STATED GOAL: Could you write out the data from the line with "dining chair in" up to and including the line with "x=480, y=276" again, substituting "patio chair" for every "outdoor dining chair" and keeping everything else the same?

— Begin —

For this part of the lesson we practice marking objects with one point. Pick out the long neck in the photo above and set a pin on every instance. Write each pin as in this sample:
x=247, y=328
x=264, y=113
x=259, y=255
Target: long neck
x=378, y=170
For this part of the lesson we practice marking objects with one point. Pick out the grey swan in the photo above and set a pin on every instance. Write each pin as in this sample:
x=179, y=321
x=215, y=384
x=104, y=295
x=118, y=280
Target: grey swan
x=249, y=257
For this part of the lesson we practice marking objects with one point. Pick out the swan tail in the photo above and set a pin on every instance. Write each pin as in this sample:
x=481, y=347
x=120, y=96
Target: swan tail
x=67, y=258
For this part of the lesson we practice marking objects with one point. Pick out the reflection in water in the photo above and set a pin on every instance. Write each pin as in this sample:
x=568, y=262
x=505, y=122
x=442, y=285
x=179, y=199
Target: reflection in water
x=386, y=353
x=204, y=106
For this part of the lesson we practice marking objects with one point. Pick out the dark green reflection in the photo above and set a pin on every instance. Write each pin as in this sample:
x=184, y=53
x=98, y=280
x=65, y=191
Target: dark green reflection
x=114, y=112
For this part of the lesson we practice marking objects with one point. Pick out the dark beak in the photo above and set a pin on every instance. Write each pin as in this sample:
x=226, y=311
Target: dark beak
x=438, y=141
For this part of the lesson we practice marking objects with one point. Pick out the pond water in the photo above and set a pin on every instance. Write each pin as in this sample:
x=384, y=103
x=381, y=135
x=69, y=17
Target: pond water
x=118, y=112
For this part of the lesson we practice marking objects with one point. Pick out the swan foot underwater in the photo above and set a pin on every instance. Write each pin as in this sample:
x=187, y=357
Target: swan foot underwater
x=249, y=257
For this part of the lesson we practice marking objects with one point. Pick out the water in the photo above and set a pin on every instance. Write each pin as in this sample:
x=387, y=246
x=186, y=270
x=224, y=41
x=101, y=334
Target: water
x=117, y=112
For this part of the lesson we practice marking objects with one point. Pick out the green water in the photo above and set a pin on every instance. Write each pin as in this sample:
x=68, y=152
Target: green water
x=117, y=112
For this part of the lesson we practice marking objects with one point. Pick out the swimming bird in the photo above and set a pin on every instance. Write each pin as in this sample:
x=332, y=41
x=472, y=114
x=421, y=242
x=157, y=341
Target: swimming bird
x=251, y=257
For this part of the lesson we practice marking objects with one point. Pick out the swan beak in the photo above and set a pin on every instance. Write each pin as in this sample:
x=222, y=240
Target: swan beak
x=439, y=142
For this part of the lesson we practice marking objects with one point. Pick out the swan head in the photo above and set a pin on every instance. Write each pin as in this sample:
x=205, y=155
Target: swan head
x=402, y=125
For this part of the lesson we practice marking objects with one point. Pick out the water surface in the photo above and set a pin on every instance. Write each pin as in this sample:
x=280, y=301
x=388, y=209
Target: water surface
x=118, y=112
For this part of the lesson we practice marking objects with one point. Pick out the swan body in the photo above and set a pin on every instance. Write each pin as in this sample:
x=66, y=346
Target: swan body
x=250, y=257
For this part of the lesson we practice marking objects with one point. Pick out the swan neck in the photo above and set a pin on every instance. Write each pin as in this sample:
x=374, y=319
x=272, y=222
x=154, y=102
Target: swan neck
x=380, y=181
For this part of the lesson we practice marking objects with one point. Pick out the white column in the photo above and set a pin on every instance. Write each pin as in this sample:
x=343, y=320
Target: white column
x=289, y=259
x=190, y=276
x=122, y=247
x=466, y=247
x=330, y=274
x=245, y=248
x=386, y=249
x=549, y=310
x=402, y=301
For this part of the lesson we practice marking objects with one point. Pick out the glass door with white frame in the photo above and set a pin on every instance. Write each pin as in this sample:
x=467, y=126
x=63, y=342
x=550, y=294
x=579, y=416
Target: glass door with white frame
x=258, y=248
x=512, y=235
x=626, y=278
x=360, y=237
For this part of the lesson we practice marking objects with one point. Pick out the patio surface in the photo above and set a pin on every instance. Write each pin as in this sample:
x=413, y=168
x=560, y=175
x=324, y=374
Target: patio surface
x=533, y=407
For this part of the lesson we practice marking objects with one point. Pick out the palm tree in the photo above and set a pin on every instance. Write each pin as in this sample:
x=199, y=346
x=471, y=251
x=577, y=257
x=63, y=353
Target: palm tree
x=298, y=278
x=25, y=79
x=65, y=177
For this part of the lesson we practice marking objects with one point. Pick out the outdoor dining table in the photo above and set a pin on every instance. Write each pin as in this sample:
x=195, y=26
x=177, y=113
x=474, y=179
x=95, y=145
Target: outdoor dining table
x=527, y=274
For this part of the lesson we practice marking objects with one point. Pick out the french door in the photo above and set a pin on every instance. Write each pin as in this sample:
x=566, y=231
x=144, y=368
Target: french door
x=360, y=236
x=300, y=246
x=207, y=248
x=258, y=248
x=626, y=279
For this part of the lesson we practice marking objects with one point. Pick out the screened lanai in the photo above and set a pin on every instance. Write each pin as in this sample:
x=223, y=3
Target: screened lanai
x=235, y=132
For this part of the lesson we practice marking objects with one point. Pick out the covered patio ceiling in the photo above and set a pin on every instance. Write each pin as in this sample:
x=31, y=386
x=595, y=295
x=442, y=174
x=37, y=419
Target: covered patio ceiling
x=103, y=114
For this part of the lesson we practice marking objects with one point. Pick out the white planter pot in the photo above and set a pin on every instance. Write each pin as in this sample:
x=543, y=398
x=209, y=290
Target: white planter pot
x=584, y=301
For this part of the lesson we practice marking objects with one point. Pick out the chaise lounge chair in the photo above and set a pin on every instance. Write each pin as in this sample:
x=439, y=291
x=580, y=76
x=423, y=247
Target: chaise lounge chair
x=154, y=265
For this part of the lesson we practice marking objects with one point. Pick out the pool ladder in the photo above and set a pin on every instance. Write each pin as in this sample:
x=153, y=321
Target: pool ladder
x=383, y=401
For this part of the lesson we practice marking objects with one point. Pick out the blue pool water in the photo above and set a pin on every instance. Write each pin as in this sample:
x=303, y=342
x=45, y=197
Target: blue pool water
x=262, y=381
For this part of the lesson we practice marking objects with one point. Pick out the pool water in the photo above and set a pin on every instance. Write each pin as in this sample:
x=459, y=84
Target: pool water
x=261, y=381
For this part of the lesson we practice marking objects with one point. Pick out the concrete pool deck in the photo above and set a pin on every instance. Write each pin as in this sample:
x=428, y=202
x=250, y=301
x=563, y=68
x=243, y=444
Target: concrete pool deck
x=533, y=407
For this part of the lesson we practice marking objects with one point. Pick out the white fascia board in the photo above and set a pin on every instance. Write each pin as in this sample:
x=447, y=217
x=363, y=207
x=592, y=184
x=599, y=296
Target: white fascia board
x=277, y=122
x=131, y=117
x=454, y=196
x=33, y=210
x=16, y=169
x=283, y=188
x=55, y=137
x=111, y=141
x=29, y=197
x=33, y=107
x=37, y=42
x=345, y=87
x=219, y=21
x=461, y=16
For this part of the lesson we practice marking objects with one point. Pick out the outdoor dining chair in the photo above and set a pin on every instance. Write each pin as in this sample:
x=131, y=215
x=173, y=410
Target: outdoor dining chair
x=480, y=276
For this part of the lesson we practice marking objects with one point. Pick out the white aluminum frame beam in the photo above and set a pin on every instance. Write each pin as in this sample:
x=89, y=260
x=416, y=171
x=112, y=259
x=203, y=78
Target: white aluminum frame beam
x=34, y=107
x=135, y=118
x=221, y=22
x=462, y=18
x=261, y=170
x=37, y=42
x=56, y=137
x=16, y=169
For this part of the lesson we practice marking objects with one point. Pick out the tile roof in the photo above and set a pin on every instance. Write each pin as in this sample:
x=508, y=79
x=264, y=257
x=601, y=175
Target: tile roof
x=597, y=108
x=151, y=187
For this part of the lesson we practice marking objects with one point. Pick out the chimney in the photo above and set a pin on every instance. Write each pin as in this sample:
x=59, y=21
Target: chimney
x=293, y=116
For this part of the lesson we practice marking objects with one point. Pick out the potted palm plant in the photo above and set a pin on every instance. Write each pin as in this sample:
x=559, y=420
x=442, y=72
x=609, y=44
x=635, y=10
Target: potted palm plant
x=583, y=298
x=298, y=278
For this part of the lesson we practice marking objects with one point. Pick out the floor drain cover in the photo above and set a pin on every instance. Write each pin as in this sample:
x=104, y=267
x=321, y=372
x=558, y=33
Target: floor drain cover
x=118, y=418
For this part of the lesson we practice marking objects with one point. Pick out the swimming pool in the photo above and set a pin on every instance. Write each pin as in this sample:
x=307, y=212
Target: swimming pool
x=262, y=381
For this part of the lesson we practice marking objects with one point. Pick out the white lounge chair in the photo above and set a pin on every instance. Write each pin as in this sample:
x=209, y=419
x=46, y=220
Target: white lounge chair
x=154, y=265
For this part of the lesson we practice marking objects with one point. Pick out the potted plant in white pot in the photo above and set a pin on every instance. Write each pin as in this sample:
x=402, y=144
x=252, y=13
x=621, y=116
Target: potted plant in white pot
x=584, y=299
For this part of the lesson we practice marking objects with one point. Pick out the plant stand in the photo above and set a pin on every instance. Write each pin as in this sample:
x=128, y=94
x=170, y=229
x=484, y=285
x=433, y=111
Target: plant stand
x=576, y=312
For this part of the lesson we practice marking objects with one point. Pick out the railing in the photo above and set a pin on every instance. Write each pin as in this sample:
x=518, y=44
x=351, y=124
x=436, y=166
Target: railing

— End —

EXERCISE OUTPUT:
For this part of the lesson we practice marking objects with one point. Pick out the patio chair in the photo above and set a pin on every instance. Write each pin as in this sample:
x=131, y=215
x=173, y=410
Target: patio chair
x=480, y=276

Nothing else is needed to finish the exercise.